TASK OBJECTIVE: Each of the entries beneath this task should be written out exactly.

Source data:
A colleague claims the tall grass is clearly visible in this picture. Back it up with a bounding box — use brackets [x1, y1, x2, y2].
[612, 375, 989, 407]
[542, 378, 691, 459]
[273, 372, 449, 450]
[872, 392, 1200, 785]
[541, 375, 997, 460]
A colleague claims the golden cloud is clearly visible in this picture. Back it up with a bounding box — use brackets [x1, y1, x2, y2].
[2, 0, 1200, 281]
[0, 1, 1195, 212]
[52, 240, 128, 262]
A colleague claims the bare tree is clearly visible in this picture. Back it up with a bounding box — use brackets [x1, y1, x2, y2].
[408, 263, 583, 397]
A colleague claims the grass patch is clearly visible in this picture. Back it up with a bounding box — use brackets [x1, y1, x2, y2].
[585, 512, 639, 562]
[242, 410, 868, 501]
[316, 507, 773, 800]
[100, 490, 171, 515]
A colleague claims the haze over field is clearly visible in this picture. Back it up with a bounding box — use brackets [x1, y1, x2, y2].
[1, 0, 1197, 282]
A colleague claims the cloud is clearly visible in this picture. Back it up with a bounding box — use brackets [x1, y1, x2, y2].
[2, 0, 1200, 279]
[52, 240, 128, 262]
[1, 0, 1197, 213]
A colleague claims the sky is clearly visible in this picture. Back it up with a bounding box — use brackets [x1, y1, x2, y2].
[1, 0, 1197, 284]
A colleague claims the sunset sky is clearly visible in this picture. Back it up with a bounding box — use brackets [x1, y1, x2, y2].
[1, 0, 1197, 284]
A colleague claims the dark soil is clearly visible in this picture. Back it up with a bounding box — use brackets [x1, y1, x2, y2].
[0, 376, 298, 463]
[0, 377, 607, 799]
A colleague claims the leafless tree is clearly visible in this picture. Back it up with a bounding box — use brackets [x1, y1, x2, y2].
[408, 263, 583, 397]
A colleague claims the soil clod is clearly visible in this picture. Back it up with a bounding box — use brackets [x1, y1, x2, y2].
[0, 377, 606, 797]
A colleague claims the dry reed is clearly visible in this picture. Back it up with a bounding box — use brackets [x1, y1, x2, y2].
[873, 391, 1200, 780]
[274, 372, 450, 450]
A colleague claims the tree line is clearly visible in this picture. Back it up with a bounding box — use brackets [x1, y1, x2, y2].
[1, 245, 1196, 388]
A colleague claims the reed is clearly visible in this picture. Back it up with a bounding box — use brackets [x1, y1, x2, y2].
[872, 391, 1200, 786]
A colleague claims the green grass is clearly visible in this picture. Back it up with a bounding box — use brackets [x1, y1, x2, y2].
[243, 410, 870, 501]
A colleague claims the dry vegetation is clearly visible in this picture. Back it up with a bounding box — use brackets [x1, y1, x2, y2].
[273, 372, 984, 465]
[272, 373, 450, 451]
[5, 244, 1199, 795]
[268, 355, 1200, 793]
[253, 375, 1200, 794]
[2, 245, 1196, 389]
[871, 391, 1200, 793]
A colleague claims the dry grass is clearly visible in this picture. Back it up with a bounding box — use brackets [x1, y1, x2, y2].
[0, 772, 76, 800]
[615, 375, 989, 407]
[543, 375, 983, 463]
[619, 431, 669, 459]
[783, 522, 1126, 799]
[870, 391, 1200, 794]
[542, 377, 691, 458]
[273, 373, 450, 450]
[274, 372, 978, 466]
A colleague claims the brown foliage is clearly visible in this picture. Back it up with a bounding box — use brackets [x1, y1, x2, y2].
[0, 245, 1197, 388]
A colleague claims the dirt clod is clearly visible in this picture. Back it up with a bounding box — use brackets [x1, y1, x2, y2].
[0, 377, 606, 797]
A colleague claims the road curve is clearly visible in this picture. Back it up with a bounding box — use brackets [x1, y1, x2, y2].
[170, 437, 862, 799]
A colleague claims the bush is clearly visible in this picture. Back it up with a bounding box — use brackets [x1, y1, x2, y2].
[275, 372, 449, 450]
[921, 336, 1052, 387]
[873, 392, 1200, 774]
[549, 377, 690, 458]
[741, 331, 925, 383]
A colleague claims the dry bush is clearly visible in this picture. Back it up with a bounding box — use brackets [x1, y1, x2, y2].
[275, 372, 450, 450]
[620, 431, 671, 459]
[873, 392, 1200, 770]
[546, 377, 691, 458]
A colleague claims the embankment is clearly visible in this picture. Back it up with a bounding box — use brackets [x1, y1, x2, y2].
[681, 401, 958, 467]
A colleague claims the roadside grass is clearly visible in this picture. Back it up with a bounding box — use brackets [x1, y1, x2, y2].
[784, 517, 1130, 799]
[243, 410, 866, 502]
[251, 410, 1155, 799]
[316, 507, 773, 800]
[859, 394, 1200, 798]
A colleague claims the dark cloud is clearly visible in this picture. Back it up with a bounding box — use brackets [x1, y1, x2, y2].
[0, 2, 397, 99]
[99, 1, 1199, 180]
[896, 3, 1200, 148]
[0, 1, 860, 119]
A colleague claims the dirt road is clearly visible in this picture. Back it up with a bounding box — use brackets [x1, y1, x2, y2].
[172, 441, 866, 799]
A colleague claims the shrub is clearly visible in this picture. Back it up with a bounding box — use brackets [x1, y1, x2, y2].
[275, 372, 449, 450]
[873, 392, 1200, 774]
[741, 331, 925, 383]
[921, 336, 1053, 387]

YOUR RESPONSE:
A colleague claims the tall grass is clearly visible in this picture. Back it up with a bounding box — use brackets [x1, y1, x2, y2].
[612, 375, 989, 407]
[542, 378, 691, 459]
[273, 372, 449, 450]
[872, 392, 1200, 785]
[541, 375, 997, 460]
A colleague claims the golden cloud is clearly visible in this picture. Back it up with a bounding box — use brackets [x1, y1, x2, y2].
[2, 0, 1200, 281]
[0, 1, 1195, 212]
[52, 240, 128, 262]
A colleague claims the bare tree is clearly visible in this picture. Back it up with a bounding box — use brackets [x1, y1, x2, y2].
[408, 263, 583, 397]
A colleague claims the grass patch is clearly visible in this picture. Back it up with a bounding box — use brackets [x1, y1, x2, y2].
[585, 512, 639, 562]
[242, 410, 868, 501]
[316, 507, 773, 800]
[100, 490, 171, 515]
A colleague claims the haze over field is clearly visible in this picture. Back it up with a bounding box — use brackets [x1, y1, x2, y2].
[1, 0, 1197, 282]
A colleague claims the cloud is clearly visible in this picture. Back it up with a bounding box — use brackets [x1, y1, x2, y2].
[2, 0, 1200, 279]
[52, 240, 128, 262]
[1, 0, 1197, 213]
A colleague claims the sky is clearly visible in this picture. Back it up with a bounding box — use brackets [x1, y1, x2, y2].
[1, 0, 1197, 284]
A colleague claims the sunset sky is clearly visible in this picture. Back it up with a bounding box — use brackets [x1, y1, x2, y2].
[1, 0, 1197, 284]
A colleague claims the dark soil is clearly visible in this picture. Back it up with a bounding box — use brackets [x1, y1, x2, y2].
[0, 376, 298, 463]
[0, 377, 607, 799]
A colleague claims the leafless tree is clearly visible in this picture. Back it up with a bounding box — use brackets [x1, y1, x2, y2].
[408, 263, 583, 397]
A colleague claims the soil clod is clearly visible in this picture. Back it up with a bounding box — use brackets [x1, y1, x2, y2].
[0, 377, 606, 797]
A colleague claims the dry reed is clearly visible in this picture. Back it up with a bounding box — use brackets [x1, y1, x2, y2].
[873, 391, 1200, 780]
[274, 372, 450, 450]
A colleague claims the tree line is clearly visible in this picture. Back it up with a bounding box — use brackets [x1, y1, x2, y2].
[1, 245, 1196, 388]
A colleague claims the reed is clearly visible in this picture. Back it up with a bounding box — use brackets [x1, y1, x2, y2].
[872, 391, 1200, 786]
A colleague claims the green grass is clearly visible in this picture. Back it up with a bounding box — use brackets [x1, y1, x2, y2].
[243, 410, 870, 501]
A colleague claims the dry vegetation is clearly visible in this picture. Back it up with a bounding box — use brackets [x1, y1, x2, y2].
[273, 372, 984, 465]
[272, 373, 450, 451]
[5, 244, 1199, 795]
[268, 355, 1200, 793]
[253, 375, 1200, 794]
[2, 245, 1196, 389]
[871, 391, 1200, 793]
A colleague claims the dry grass is clearly visible in this picture. Back it up with a bounding box — use brackets [x1, y1, x2, y2].
[0, 772, 76, 800]
[615, 375, 989, 407]
[543, 375, 983, 463]
[619, 431, 669, 459]
[783, 522, 1126, 799]
[870, 391, 1200, 794]
[542, 377, 691, 458]
[273, 373, 450, 450]
[274, 372, 978, 466]
A colleague claims the brown foliage is clearly visible in this picture. Back it up with a bounding box — use brackets [x1, y1, x2, y2].
[0, 245, 1197, 388]
A colleague claims the dirt clod is clearly visible in this picture. Back it up with a bounding box — use brackets [x1, y1, x2, y2].
[0, 377, 606, 797]
A colleague claims the road curve is clearly visible in this picture. Back it up with a bounding box — use brackets [x1, y1, x2, y2].
[170, 437, 862, 799]
A colleague claims the bush is clearly visible in this picture. Back it up with a bounding box — use brackets [x1, y1, x2, y2].
[275, 372, 449, 450]
[921, 336, 1052, 387]
[873, 392, 1200, 774]
[549, 377, 690, 458]
[741, 331, 925, 383]
A colleague claims the dry bush is clearly visible in this picture. Back it up with a bounding box — use brackets [x1, y1, x2, y2].
[275, 372, 450, 450]
[620, 431, 671, 459]
[873, 392, 1200, 770]
[546, 377, 691, 458]
A colleague claims the embankment is clearly visible in this picture. Back it up with a bounding box — use brackets [x1, y1, x2, y2].
[681, 401, 958, 467]
A colleague claims the roadside grass is clearly visible in this picture. Back it up with a bounding box — use brackets [x1, y1, x2, y2].
[784, 517, 1130, 799]
[243, 410, 866, 502]
[251, 410, 1155, 799]
[316, 507, 773, 800]
[859, 394, 1200, 798]
A colleague claims the dark cloud is clearly visible in this picture. Back it up with a bounding box — use brackets [x1, y1, x2, y2].
[0, 2, 397, 99]
[99, 1, 1199, 180]
[896, 3, 1200, 148]
[0, 1, 860, 119]
A colleague claims the dirt road is clearly visible in this picture. Back it up with a bounding box — use brackets [x1, y1, x2, y2].
[172, 441, 866, 799]
A colleague claims the shrub is clearly visible in this picture. Back it up with a bounding box — use brackets [x1, y1, x2, y2].
[275, 372, 449, 450]
[873, 392, 1200, 774]
[741, 331, 925, 383]
[921, 336, 1053, 387]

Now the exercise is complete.